— START —
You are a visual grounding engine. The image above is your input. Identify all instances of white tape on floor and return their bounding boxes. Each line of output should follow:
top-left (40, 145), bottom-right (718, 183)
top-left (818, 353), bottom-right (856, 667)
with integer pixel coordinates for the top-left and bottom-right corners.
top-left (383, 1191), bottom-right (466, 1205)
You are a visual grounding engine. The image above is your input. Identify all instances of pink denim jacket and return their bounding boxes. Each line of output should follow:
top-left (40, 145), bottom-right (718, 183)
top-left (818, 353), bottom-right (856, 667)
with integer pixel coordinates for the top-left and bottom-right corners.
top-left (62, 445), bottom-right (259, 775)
— END —
**Exercise description**.
How many lines of the items above contain the word "your"? Reply with the number alone.

**Solution to the exercise**.
2